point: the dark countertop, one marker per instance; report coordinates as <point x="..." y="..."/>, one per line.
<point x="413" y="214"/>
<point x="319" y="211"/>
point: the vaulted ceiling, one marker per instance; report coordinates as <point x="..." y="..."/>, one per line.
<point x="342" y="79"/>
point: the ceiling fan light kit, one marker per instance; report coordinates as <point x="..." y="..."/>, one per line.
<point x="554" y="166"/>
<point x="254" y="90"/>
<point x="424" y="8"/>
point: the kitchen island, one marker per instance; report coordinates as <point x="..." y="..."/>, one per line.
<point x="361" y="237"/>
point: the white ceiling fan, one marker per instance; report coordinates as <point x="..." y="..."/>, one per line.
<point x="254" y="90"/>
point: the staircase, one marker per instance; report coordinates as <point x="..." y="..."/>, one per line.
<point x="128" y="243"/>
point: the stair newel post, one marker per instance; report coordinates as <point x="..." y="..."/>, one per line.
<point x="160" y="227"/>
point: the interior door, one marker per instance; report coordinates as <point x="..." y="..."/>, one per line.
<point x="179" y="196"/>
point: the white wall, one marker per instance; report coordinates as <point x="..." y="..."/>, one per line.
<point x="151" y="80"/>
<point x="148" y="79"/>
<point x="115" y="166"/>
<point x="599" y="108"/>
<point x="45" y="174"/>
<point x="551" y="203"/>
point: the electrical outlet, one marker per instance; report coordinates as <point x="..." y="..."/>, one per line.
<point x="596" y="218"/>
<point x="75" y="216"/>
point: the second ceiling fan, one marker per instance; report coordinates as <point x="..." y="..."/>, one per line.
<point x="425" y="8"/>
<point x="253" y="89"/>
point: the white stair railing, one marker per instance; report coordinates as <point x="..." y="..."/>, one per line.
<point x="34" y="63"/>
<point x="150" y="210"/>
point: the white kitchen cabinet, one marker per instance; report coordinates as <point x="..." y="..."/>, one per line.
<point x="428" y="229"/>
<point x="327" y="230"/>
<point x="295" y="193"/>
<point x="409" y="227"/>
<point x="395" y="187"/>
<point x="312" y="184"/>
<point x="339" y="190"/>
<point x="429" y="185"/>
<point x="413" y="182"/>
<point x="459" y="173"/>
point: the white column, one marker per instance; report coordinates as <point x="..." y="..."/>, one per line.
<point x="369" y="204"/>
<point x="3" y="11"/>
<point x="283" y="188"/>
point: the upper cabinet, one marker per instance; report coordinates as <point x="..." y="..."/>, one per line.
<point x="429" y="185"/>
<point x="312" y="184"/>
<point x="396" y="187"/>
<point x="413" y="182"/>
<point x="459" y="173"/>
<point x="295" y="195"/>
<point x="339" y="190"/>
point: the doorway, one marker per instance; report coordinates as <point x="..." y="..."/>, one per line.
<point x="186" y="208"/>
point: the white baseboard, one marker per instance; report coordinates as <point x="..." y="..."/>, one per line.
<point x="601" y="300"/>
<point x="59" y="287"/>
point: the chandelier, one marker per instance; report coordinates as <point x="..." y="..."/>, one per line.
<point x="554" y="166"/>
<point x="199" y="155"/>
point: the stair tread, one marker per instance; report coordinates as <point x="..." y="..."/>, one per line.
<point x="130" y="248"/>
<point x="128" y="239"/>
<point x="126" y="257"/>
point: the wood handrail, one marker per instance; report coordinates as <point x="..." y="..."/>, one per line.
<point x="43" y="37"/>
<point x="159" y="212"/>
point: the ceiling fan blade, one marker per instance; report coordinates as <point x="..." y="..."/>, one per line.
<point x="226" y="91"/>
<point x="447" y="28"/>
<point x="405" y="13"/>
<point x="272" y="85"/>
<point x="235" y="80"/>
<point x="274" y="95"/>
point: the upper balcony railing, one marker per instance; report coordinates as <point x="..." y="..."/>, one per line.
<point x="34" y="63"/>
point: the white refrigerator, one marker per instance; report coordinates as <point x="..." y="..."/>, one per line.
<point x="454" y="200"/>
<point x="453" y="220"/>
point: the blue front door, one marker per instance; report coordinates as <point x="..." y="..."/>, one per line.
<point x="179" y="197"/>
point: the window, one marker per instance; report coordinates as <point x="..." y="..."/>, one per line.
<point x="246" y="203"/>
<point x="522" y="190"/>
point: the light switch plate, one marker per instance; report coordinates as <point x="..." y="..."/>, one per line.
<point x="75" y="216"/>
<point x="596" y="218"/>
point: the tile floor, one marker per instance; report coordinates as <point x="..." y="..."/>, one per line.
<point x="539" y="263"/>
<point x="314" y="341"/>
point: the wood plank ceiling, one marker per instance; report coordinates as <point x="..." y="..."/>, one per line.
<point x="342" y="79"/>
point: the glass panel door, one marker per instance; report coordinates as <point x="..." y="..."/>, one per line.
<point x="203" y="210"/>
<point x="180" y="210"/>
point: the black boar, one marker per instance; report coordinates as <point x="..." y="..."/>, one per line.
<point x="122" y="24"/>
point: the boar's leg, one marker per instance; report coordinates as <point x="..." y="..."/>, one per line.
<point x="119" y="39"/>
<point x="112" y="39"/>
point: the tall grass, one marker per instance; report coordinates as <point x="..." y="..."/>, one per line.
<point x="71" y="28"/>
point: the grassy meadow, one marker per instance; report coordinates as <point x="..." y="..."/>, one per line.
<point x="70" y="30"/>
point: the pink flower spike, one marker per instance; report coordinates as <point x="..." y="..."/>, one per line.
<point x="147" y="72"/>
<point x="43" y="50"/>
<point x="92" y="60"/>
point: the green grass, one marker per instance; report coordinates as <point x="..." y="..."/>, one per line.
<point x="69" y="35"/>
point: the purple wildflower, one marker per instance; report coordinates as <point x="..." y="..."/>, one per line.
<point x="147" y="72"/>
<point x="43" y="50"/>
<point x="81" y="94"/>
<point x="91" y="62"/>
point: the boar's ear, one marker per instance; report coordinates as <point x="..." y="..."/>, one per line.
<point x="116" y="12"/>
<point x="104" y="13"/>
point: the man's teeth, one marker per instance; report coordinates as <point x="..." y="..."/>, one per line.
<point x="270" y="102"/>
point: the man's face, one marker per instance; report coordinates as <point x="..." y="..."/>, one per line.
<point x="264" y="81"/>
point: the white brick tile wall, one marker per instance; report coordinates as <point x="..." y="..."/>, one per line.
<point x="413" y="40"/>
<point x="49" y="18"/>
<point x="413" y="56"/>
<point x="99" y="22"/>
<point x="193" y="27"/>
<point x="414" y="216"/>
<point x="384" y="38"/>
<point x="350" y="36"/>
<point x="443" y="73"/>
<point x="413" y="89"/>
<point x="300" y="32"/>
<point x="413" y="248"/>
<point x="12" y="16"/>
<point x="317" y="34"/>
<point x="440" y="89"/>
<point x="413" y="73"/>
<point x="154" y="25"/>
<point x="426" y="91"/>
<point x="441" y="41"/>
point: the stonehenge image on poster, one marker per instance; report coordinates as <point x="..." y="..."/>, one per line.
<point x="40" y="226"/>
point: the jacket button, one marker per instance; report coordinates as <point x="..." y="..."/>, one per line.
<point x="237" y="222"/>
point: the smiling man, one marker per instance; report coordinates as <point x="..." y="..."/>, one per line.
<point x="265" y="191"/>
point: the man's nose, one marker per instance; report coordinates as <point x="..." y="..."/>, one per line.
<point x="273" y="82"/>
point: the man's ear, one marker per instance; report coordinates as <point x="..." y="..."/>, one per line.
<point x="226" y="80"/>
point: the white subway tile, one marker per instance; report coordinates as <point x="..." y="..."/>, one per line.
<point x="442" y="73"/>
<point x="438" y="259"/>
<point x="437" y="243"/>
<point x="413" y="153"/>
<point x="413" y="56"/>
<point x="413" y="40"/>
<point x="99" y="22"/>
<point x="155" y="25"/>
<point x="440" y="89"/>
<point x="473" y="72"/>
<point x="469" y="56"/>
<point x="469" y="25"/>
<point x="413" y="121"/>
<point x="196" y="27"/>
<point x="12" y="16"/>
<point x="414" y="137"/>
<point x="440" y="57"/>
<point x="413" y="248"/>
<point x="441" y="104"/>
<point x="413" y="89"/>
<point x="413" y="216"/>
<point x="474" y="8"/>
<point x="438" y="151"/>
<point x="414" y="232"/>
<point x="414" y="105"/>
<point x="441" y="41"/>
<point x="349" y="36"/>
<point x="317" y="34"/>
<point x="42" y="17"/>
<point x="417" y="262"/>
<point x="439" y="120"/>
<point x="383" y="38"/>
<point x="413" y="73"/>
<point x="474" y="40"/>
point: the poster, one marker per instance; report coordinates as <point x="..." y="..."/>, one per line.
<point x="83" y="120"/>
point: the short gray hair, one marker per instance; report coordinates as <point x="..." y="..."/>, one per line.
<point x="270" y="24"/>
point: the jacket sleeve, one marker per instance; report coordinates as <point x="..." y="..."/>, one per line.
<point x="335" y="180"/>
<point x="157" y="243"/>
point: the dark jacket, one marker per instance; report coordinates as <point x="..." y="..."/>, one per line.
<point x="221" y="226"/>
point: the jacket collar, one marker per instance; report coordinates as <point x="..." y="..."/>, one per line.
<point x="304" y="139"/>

- **GIVEN REQUEST**
Rewrite the stretch of records from the line containing "point: the jacket sleeve, one" through the end of the records as a two-column CSV with the header instruction,coordinates and one row per record. Put the record's text under instruction and its answer under coordinates, enclose every field in double quotes, and replace line breaks with spaces.

- **PROBLEM SOLUTION**
instruction,coordinates
"point: the jacket sleeve, one marker per instance; report coordinates as <point x=""..."" y=""...""/>, one per line.","<point x=""335"" y=""180""/> <point x=""157"" y=""243""/>"
"point: the dark jacket, one marker per instance; report coordinates as <point x=""..."" y=""...""/>, one per line.","<point x=""221"" y=""226""/>"
"point: the jacket collar, one marker per instance; report coordinates as <point x=""..."" y=""...""/>, one per line.","<point x=""304"" y=""139""/>"